◆ To do:
Exactly reproduce the lines from the line containing "Phrase: black tail" to the end of the data below, inclusive, and nothing else.

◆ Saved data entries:
[Start of section]

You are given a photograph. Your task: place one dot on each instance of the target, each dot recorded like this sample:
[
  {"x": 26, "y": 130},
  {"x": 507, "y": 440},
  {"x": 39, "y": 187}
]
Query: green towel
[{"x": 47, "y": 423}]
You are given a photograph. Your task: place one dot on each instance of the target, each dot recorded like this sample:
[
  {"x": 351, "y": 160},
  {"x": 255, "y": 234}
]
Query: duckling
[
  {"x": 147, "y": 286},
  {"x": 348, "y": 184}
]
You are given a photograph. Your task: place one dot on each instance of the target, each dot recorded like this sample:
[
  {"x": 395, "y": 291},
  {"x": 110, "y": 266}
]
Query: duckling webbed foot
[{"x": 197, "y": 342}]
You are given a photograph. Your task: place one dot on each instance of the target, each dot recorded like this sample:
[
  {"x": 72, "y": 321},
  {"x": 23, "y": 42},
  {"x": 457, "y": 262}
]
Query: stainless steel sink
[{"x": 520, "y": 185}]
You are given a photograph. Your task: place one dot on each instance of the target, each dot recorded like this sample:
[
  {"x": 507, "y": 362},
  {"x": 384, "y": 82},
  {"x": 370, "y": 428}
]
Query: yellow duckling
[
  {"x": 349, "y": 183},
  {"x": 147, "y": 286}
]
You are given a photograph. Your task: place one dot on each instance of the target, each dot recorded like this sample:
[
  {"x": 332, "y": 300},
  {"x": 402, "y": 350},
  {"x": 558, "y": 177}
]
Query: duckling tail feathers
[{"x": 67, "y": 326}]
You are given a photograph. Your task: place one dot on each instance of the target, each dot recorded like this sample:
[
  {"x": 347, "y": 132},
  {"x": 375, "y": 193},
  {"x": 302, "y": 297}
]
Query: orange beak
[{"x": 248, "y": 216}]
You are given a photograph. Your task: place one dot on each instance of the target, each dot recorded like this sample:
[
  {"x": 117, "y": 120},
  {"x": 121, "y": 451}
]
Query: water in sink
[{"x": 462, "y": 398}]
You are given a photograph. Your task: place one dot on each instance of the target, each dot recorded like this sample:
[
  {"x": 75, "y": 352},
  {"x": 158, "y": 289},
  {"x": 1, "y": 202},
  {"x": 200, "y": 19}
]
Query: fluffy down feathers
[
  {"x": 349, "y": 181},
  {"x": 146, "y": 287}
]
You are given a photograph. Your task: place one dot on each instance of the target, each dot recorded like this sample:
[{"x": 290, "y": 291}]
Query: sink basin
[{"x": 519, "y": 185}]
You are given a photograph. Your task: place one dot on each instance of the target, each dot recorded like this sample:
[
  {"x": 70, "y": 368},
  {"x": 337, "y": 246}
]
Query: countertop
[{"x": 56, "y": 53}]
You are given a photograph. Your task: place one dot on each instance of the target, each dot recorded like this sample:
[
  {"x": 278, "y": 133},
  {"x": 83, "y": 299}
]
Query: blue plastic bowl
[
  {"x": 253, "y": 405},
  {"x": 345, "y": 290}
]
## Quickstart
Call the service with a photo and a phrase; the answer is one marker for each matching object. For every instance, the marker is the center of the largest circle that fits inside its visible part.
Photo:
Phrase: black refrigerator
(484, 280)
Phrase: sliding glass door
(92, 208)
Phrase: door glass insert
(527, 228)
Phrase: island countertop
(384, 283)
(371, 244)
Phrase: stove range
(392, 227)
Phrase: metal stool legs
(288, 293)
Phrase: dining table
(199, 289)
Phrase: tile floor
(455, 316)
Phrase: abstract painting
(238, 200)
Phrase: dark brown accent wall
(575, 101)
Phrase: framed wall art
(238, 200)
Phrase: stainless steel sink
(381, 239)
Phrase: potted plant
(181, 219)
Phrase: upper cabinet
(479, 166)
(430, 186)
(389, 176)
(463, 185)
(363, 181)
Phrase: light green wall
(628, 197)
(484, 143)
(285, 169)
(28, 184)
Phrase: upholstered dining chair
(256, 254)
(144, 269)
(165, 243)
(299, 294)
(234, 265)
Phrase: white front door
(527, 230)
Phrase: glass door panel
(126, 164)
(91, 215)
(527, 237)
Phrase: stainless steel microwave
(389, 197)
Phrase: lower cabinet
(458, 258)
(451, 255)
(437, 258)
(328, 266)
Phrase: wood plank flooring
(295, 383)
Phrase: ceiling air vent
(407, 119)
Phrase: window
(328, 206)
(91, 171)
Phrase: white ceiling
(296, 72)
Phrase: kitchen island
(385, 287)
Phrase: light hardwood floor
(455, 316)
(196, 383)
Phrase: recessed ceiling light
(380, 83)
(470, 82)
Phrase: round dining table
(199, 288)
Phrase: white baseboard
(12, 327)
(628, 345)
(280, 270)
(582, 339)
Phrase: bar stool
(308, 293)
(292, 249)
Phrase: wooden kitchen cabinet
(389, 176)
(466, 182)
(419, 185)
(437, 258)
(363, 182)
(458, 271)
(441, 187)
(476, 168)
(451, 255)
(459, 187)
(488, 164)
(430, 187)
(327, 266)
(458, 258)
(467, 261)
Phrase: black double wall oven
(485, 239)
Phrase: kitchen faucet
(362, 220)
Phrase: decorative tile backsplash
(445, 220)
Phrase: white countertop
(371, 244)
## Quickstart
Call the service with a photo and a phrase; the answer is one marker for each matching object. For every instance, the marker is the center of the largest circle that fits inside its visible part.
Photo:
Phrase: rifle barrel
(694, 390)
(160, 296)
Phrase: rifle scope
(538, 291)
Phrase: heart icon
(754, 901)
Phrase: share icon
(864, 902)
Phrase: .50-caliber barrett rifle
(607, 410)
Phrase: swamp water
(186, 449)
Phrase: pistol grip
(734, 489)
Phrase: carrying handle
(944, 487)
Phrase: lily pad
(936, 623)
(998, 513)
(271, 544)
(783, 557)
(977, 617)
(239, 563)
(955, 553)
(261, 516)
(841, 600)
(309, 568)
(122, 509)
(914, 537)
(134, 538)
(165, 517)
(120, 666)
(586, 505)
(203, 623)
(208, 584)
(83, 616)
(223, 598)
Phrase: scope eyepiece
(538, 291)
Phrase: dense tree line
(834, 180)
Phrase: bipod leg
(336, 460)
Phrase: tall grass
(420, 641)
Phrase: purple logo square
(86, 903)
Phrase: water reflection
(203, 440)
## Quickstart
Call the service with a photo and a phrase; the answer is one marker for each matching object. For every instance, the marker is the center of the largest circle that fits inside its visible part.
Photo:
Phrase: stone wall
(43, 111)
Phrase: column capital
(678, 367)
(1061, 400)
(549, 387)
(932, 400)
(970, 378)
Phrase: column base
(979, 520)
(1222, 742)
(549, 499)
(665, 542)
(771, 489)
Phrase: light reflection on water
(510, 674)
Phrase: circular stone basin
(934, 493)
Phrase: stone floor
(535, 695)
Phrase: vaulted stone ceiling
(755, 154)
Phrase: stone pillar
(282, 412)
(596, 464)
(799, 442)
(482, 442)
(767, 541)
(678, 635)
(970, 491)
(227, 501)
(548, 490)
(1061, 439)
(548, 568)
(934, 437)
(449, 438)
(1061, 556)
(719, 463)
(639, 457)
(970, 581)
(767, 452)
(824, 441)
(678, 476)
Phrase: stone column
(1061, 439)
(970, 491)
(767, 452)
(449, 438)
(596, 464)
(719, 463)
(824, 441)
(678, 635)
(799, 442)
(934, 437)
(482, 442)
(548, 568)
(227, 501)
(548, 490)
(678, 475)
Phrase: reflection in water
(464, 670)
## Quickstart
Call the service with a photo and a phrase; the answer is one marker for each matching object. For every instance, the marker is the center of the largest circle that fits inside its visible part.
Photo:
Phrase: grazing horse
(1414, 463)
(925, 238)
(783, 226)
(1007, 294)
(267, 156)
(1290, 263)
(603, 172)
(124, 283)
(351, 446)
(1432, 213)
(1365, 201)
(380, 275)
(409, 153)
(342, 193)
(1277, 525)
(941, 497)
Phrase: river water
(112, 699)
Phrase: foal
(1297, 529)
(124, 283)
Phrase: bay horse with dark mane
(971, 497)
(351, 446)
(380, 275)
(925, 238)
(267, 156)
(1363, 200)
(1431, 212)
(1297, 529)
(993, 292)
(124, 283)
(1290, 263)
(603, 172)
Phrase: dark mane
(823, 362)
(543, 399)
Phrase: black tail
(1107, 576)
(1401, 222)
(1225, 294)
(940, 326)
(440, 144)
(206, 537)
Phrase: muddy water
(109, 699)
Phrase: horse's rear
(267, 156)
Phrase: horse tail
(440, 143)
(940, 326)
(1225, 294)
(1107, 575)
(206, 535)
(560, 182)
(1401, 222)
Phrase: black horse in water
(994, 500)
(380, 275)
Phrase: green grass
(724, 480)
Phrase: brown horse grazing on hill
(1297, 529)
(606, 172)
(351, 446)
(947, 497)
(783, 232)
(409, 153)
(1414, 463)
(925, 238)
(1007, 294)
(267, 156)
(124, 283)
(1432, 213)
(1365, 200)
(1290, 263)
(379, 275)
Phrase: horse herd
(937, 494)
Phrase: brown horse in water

[End of section]

◆ Task solution:
Phrase: black tail
(1107, 576)
(1401, 222)
(1225, 294)
(940, 326)
(440, 144)
(206, 537)
Phrase: muddy water
(109, 699)
Phrase: horse's rear
(267, 156)
Phrase: horse tail
(440, 143)
(940, 326)
(1225, 294)
(1107, 575)
(206, 535)
(560, 182)
(1401, 222)
Phrase: black horse in water
(994, 500)
(380, 275)
Phrase: green grass
(724, 480)
Phrase: brown horse grazing on hill
(1297, 529)
(606, 172)
(351, 446)
(947, 497)
(783, 232)
(409, 153)
(1414, 463)
(925, 238)
(1007, 294)
(267, 156)
(124, 283)
(1432, 213)
(1365, 200)
(1290, 263)
(379, 275)
Phrase: horse herd
(937, 494)
Phrase: brown horse in water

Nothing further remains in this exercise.